*Records supplied:*
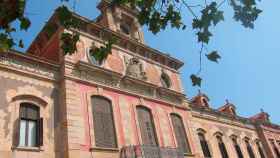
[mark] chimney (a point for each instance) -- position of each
(262, 116)
(200, 100)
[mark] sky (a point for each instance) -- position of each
(247, 75)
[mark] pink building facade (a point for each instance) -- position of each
(130, 105)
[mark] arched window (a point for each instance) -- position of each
(147, 127)
(249, 149)
(180, 133)
(165, 80)
(31, 126)
(222, 147)
(103, 122)
(237, 148)
(125, 28)
(204, 145)
(260, 149)
(276, 151)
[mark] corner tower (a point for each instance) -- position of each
(120, 19)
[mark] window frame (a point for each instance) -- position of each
(260, 149)
(206, 143)
(237, 147)
(91, 123)
(249, 148)
(156, 134)
(28, 121)
(275, 149)
(165, 80)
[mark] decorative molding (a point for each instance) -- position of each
(134, 68)
(34, 68)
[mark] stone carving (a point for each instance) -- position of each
(134, 68)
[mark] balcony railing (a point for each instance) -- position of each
(142, 151)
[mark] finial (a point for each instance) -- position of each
(227, 102)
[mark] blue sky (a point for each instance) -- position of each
(248, 74)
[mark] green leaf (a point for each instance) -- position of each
(20, 44)
(24, 23)
(196, 81)
(6, 43)
(204, 36)
(69, 42)
(217, 17)
(213, 56)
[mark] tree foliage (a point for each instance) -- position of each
(156, 14)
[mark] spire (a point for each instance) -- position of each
(201, 100)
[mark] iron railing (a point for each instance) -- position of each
(142, 151)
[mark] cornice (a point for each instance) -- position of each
(127, 51)
(211, 114)
(125, 38)
(93, 75)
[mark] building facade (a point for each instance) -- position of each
(130, 105)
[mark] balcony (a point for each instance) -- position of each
(142, 151)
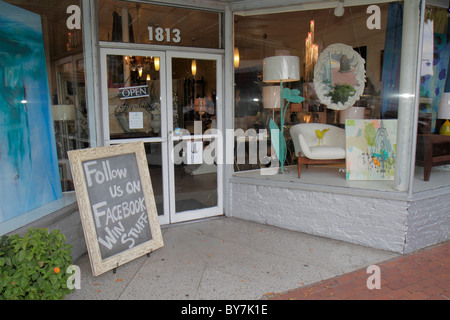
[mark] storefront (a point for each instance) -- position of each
(187, 79)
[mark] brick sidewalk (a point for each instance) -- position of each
(422, 275)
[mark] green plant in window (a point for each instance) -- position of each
(341, 93)
(33, 266)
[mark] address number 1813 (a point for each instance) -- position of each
(160, 34)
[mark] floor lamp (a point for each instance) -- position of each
(444, 113)
(279, 69)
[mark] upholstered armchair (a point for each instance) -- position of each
(327, 146)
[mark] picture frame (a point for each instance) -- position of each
(116, 204)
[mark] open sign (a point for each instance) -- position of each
(133, 92)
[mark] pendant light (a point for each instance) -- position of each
(156, 62)
(236, 57)
(194, 67)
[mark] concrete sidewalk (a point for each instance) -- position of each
(422, 275)
(227, 259)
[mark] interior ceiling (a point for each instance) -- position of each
(260, 35)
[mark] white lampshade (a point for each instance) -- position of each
(444, 106)
(61, 112)
(271, 97)
(281, 68)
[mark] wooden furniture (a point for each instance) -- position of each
(432, 150)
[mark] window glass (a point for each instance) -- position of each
(153, 24)
(433, 139)
(371, 36)
(42, 101)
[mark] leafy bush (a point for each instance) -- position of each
(33, 266)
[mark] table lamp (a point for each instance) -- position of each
(279, 69)
(444, 113)
(271, 98)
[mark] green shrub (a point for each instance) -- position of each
(33, 266)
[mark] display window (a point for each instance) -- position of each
(336, 117)
(433, 134)
(43, 106)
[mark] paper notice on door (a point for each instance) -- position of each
(194, 152)
(136, 120)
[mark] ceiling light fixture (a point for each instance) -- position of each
(339, 10)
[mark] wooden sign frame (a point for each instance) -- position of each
(94, 216)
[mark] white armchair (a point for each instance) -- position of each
(310, 149)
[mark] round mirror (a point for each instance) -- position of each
(339, 76)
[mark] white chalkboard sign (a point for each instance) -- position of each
(116, 204)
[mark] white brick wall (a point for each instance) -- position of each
(428, 222)
(374, 222)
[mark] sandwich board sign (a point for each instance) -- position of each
(116, 204)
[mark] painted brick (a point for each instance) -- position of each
(395, 225)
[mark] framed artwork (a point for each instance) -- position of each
(370, 149)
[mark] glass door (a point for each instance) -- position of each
(173, 103)
(195, 150)
(134, 109)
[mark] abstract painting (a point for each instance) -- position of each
(29, 175)
(370, 149)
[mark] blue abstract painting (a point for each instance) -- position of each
(29, 175)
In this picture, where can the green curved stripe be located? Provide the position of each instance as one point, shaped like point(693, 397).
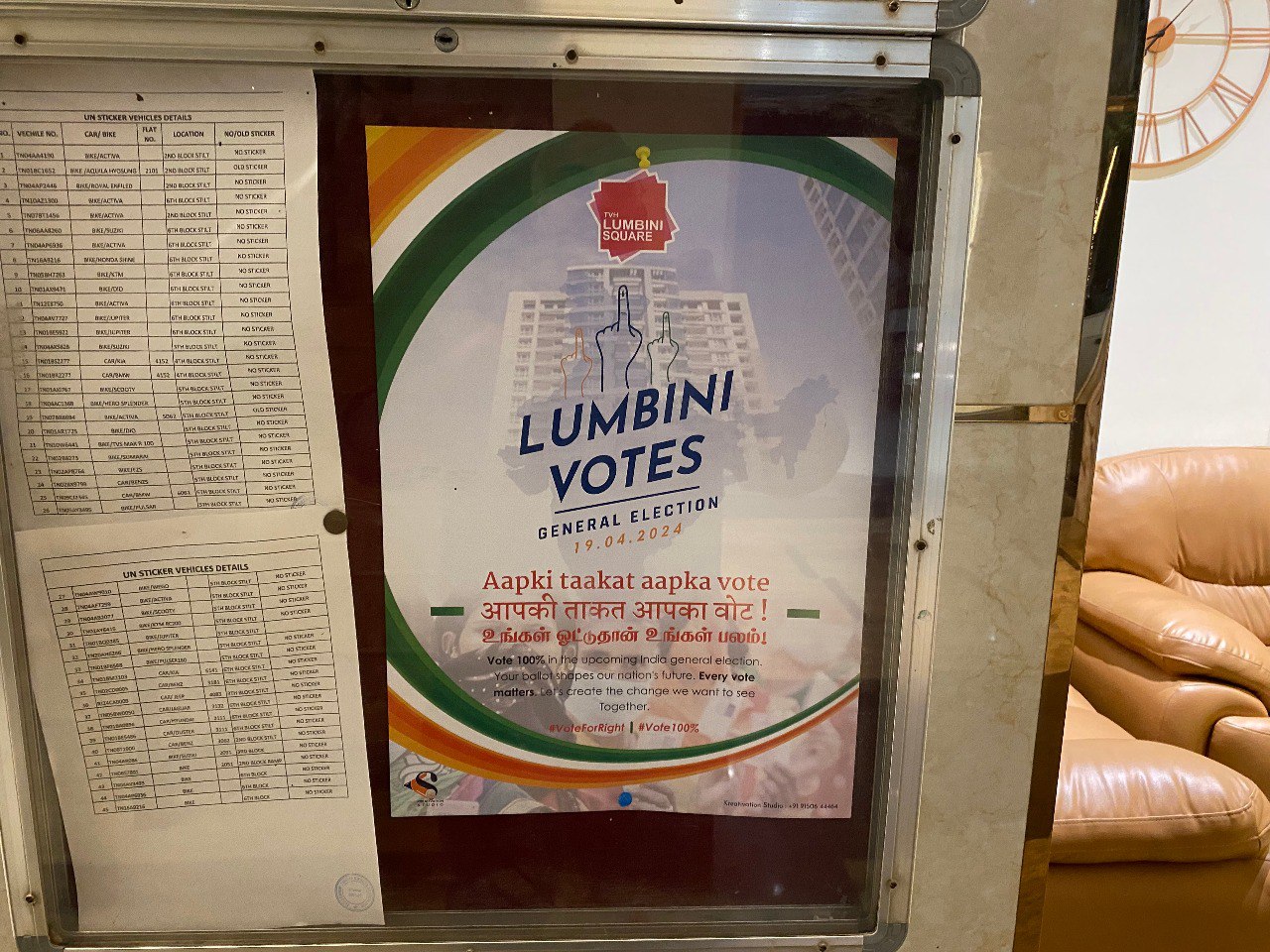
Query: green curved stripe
point(544, 173)
point(408, 657)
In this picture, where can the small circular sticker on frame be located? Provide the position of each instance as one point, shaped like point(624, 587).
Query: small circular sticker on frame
point(354, 892)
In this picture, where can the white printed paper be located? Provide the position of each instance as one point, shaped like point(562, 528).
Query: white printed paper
point(171, 447)
point(164, 348)
point(198, 690)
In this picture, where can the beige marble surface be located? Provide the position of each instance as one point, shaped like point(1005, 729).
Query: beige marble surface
point(998, 543)
point(1044, 67)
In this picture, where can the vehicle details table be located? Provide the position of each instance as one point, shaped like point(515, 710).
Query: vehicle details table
point(200, 680)
point(146, 284)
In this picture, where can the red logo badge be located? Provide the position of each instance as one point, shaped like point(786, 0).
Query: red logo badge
point(633, 214)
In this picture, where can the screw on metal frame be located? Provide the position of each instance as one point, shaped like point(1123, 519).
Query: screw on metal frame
point(445, 40)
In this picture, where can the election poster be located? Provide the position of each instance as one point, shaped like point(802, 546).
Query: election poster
point(629, 390)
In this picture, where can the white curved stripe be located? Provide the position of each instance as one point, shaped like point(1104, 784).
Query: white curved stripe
point(873, 153)
point(444, 189)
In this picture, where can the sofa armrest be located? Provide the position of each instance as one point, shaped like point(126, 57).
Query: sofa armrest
point(1148, 702)
point(1243, 746)
point(1124, 801)
point(1174, 631)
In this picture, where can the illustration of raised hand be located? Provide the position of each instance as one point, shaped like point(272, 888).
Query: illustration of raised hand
point(662, 352)
point(575, 367)
point(619, 345)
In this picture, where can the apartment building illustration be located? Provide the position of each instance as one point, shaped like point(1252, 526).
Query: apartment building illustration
point(857, 240)
point(714, 331)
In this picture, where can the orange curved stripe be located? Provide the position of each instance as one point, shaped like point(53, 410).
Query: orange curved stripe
point(426, 738)
point(400, 163)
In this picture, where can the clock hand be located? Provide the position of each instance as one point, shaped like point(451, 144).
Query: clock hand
point(1164, 30)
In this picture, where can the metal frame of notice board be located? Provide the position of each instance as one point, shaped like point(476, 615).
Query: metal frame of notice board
point(866, 42)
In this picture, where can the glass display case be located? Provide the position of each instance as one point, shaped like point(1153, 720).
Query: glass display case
point(474, 479)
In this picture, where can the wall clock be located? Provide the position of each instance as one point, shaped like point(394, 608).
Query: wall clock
point(1206, 63)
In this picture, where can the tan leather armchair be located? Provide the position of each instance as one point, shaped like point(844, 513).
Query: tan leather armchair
point(1175, 602)
point(1155, 848)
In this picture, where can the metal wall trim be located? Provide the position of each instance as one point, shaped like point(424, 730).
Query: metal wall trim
point(903, 17)
point(1015, 413)
point(388, 45)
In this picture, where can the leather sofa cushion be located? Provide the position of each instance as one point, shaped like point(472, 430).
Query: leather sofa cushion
point(1174, 631)
point(1196, 521)
point(1127, 800)
point(1083, 722)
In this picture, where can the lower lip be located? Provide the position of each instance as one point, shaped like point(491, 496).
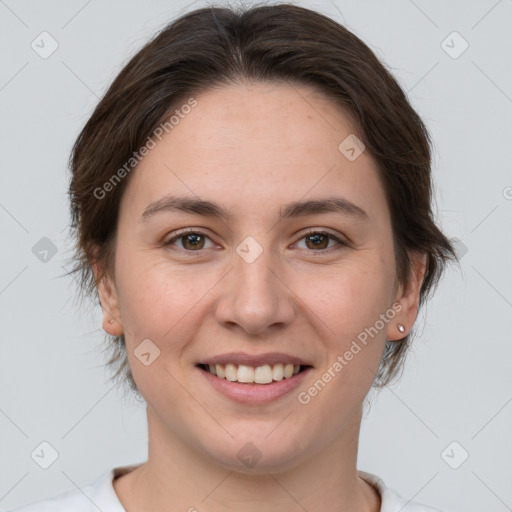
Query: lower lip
point(255, 393)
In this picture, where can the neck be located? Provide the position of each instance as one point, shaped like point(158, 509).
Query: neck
point(179, 474)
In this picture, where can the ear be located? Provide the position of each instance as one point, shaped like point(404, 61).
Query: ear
point(109, 302)
point(408, 298)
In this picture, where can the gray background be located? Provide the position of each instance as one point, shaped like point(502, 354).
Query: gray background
point(457, 385)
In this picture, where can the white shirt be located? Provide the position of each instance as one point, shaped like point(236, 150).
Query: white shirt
point(100, 495)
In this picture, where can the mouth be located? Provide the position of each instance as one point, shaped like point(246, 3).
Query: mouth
point(255, 375)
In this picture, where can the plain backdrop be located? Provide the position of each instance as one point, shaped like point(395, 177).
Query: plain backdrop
point(440, 436)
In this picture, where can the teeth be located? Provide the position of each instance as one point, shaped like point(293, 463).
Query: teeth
point(248, 374)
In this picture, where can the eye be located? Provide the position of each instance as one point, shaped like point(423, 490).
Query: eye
point(193, 241)
point(319, 240)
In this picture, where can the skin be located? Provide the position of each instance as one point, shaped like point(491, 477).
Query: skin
point(252, 148)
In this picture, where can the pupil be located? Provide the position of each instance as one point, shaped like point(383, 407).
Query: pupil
point(316, 239)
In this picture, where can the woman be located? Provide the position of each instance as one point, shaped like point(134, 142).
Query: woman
point(251, 201)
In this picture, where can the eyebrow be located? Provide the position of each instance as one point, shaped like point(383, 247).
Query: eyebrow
point(296, 209)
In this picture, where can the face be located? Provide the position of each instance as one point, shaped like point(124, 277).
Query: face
point(267, 284)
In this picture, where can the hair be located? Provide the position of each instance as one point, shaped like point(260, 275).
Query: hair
point(220, 46)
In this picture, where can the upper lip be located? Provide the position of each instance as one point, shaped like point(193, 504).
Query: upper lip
point(255, 359)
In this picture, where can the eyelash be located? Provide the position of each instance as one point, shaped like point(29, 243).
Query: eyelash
point(312, 231)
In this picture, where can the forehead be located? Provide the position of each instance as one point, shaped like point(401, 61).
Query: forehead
point(257, 145)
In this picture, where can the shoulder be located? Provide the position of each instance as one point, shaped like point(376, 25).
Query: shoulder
point(65, 502)
point(99, 495)
point(391, 501)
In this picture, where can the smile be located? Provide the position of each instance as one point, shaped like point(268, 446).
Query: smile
point(245, 374)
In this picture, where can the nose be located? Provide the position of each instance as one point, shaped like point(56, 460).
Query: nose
point(256, 297)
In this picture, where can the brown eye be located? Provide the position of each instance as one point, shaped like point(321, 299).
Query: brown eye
point(191, 241)
point(318, 241)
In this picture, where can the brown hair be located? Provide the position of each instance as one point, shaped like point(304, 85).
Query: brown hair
point(215, 46)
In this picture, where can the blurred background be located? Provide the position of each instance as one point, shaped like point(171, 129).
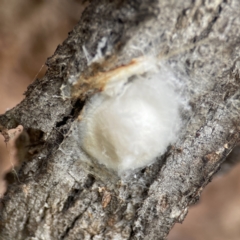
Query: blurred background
point(30, 31)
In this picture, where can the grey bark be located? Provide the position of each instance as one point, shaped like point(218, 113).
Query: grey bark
point(58, 196)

*What is needed:*
From the records above, extract exactly and only the lines that begin at the line with "In this picture, where can the plain" and stop after the line with "In this picture, where can the forehead".

*Response area:*
In this picture, where can the plain backdrop be located? Provide the position of each instance as one point, shaped like point(395, 177).
Query: plain backdrop
point(440, 436)
In this picture, where can the teeth be located? Provide the position of each instance as one point, shaped like point(293, 463).
Query: teeth
point(248, 374)
In this picture, where can the eye be located? Provide the position of each instance as one point, shaped like point(423, 490).
Query: eye
point(193, 241)
point(319, 240)
In this picture, where can the skin be located? Provide the position of each instance as one point, shaped like point(491, 477).
Query: skin
point(252, 148)
In this picture, where can the pupil be located? Provide the position of each instance as one point, shaped like point(383, 407).
Query: pupil
point(316, 239)
In this picture, where can the woman be located? Provide the position of each instance as one point, shaped like point(134, 142).
Query: woman
point(251, 201)
In this picture, where can the eyebrow be located? Provide the position of each instance as one point, shaped like point(383, 247).
Query: eyebrow
point(296, 209)
In this picture, where can the face be located? Provide the position of each instance as one point, shaped like point(124, 277).
Query: face
point(267, 284)
In this picture, where can the hair be located? Provide the position of each instance as one point, shaped like point(260, 275).
Query: hair
point(220, 46)
In this picture, where can the upper lip be located? Provide the position of each instance as one point, shaped like point(193, 504).
Query: upper lip
point(255, 359)
In this picture, where can the eyelash be located? Provide the position of each instance as one point, shaped like point(29, 243).
Query: eyelash
point(312, 231)
In this picture, where can the forehead be located? Provide the position of each instance as one point, shaped like point(401, 61).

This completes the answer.